Task » The line holding "Category: the apartment building" is the last one to output; start at the first line of the data, keep every line in between exactly, and leave out pictures.

+++ Input for this task +++

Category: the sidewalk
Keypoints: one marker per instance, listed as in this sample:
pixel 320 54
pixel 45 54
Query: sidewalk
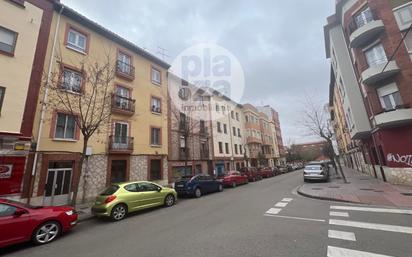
pixel 361 188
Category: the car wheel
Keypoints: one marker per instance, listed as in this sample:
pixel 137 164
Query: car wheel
pixel 198 193
pixel 169 200
pixel 119 212
pixel 220 188
pixel 46 232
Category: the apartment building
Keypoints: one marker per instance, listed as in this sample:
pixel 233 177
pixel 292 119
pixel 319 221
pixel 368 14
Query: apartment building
pixel 227 134
pixel 135 144
pixel 24 32
pixel 373 67
pixel 190 128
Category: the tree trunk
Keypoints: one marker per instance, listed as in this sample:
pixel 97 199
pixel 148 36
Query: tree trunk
pixel 76 186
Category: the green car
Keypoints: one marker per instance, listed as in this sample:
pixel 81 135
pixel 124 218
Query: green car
pixel 119 199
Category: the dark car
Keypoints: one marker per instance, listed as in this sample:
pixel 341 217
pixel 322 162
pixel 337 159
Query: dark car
pixel 197 185
pixel 251 173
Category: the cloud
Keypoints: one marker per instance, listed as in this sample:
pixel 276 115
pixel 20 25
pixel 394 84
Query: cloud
pixel 279 43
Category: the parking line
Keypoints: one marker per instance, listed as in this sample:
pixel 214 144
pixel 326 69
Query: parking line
pixel 342 252
pixel 273 211
pixel 343 235
pixel 371 209
pixel 339 214
pixel 374 226
pixel 281 204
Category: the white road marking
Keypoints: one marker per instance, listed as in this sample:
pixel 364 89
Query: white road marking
pixel 375 226
pixel 339 214
pixel 273 211
pixel 280 204
pixel 341 235
pixel 295 218
pixel 342 252
pixel 371 209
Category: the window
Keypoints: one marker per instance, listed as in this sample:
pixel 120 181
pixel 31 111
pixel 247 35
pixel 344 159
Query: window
pixel 156 76
pixel 375 55
pixel 77 40
pixel 156 105
pixel 65 126
pixel 8 41
pixel 72 80
pixel 389 97
pixel 155 138
pixel 7 210
pixel 2 93
pixel 220 147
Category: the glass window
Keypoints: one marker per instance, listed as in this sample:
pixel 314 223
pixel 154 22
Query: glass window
pixel 376 55
pixel 72 80
pixel 155 137
pixel 156 105
pixel 156 76
pixel 7 40
pixel 65 126
pixel 7 210
pixel 77 40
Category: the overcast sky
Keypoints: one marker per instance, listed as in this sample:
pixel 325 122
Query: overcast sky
pixel 278 43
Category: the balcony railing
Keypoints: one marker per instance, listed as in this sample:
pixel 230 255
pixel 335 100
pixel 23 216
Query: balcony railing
pixel 120 144
pixel 124 70
pixel 123 105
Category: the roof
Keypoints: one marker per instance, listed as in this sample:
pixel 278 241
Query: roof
pixel 86 22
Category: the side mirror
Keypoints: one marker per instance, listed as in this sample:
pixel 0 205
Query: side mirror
pixel 19 212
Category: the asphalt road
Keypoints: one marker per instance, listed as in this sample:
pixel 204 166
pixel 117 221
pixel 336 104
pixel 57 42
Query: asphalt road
pixel 239 222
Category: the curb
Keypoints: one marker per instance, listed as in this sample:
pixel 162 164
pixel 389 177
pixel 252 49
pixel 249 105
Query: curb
pixel 323 197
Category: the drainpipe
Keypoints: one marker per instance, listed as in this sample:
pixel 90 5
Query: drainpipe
pixel 43 105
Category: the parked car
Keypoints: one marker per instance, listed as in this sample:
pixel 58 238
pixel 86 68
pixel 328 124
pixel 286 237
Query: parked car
pixel 316 171
pixel 251 173
pixel 266 172
pixel 21 222
pixel 197 185
pixel 119 199
pixel 234 178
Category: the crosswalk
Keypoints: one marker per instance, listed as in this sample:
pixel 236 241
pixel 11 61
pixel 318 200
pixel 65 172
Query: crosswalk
pixel 340 229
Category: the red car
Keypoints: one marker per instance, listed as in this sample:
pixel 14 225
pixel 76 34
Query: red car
pixel 234 178
pixel 21 222
pixel 266 172
pixel 251 173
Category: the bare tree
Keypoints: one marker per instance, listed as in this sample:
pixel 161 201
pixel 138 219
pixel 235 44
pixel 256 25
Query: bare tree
pixel 315 120
pixel 85 96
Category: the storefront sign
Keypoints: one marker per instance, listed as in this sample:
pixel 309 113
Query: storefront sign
pixel 5 171
pixel 403 159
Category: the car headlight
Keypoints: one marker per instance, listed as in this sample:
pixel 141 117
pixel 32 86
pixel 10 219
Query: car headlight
pixel 69 213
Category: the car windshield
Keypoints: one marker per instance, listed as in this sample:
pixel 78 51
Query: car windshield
pixel 313 167
pixel 110 190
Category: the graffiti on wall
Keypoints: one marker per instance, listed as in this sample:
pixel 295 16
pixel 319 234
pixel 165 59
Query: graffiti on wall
pixel 397 158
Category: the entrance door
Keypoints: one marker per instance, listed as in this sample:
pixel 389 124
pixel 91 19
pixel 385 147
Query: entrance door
pixel 57 189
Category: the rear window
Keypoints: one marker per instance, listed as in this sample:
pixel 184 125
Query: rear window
pixel 313 167
pixel 110 190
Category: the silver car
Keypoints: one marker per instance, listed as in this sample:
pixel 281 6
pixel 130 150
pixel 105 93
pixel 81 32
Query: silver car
pixel 316 171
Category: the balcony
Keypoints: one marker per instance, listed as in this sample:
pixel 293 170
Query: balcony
pixel 376 73
pixel 399 116
pixel 124 70
pixel 120 145
pixel 365 28
pixel 123 105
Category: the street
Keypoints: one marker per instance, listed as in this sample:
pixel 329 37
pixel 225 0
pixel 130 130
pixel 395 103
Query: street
pixel 264 218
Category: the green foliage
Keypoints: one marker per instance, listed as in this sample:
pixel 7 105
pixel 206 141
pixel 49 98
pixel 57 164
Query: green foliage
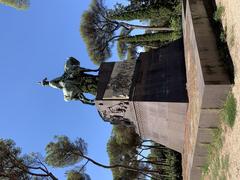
pixel 170 161
pixel 150 37
pixel 10 160
pixel 13 165
pixel 132 53
pixel 96 32
pixel 77 174
pixel 121 148
pixel 143 13
pixel 62 152
pixel 229 110
pixel 219 13
pixel 18 4
pixel 122 46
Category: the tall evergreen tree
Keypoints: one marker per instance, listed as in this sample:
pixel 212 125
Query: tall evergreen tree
pixel 99 32
pixel 13 166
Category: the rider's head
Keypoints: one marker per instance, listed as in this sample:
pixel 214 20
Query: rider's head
pixel 44 82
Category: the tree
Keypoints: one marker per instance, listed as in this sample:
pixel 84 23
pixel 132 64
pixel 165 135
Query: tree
pixel 13 166
pixel 18 4
pixel 78 174
pixel 122 148
pixel 99 32
pixel 63 152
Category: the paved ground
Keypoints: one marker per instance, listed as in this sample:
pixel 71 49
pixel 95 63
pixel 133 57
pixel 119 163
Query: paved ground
pixel 231 23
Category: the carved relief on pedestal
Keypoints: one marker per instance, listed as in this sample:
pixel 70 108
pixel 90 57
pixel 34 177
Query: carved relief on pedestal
pixel 120 81
pixel 116 113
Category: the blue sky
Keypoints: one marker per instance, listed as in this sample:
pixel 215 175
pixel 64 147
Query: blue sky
pixel 35 44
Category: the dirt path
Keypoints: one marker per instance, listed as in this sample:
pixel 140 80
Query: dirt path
pixel 231 146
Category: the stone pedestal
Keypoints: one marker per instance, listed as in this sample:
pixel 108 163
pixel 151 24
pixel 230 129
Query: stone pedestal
pixel 149 94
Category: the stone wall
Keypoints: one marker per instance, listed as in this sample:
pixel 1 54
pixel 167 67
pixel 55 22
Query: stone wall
pixel 207 83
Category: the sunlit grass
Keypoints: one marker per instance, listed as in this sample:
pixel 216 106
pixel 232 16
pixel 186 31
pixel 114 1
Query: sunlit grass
pixel 228 113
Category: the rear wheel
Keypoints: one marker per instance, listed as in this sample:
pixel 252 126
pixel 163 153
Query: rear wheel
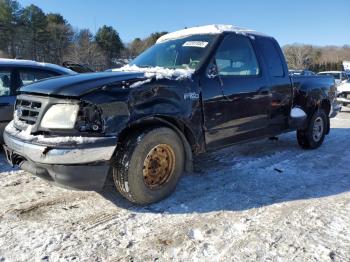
pixel 149 165
pixel 312 137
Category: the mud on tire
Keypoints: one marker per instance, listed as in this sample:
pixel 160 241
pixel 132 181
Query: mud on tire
pixel 312 137
pixel 148 165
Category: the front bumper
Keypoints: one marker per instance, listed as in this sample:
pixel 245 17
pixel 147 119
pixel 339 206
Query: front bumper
pixel 344 98
pixel 335 109
pixel 82 166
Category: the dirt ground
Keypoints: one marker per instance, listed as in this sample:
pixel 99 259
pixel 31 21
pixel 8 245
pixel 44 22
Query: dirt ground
pixel 263 201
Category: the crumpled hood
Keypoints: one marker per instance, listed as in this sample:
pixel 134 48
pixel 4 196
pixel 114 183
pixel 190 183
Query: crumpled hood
pixel 79 85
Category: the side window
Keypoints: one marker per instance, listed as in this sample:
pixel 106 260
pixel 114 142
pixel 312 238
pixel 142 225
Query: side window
pixel 30 76
pixel 272 57
pixel 236 57
pixel 5 83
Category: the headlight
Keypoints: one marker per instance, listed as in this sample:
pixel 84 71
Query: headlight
pixel 89 119
pixel 60 116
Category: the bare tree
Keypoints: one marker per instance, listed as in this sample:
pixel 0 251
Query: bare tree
pixel 299 56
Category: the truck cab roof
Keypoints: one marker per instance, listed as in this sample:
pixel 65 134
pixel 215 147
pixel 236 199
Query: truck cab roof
pixel 207 30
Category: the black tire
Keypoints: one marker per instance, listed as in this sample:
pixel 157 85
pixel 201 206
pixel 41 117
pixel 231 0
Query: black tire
pixel 128 169
pixel 312 137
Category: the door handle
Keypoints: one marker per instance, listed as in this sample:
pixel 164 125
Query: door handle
pixel 263 90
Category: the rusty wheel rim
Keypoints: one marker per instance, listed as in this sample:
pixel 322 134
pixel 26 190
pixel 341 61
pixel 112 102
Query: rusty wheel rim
pixel 158 166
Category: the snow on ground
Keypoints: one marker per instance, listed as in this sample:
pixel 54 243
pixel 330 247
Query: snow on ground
pixel 266 200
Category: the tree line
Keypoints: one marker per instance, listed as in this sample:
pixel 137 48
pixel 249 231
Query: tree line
pixel 29 33
pixel 315 58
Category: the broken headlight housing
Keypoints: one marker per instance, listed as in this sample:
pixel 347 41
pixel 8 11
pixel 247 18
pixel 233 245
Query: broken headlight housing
pixel 60 116
pixel 89 119
pixel 83 117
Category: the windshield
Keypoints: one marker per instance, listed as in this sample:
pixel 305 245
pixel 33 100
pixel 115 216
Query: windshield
pixel 186 53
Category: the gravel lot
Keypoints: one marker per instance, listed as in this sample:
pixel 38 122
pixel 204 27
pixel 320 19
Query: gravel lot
pixel 267 200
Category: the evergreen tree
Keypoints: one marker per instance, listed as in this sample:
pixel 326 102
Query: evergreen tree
pixel 109 41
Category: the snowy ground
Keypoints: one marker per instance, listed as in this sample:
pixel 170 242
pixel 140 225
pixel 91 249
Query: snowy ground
pixel 267 200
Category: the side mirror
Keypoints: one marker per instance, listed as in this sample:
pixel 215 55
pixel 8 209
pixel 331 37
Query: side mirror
pixel 213 71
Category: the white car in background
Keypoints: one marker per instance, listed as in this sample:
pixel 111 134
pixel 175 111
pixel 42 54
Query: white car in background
pixel 343 85
pixel 343 91
pixel 339 76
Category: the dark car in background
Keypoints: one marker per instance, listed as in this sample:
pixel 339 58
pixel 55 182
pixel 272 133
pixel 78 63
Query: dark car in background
pixel 17 73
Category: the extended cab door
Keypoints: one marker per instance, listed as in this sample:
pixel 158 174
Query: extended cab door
pixel 281 88
pixel 7 98
pixel 236 103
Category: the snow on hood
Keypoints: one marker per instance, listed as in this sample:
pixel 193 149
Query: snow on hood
pixel 156 72
pixel 204 30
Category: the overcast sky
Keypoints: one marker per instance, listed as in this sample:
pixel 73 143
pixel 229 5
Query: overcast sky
pixel 321 22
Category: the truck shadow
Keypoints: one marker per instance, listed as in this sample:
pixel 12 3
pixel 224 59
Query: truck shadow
pixel 257 174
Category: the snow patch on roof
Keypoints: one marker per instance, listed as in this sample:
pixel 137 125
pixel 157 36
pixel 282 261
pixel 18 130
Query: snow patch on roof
pixel 157 73
pixel 204 30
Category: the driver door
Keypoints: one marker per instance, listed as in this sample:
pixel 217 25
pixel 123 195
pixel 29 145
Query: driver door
pixel 236 101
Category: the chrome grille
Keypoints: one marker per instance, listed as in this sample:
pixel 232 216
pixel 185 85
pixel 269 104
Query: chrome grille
pixel 28 111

+++

Exercise solution »
Category: the sidewalk
Keypoints: one marker per instance, listed as in this sample:
pixel 320 54
pixel 45 54
Query: sidewalk
pixel 361 188
Category: the car wheel
Keypoints: one marker per instance, listed as in this sample:
pixel 137 164
Query: car wheel
pixel 198 193
pixel 169 200
pixel 119 212
pixel 220 188
pixel 46 232
Category: the apartment building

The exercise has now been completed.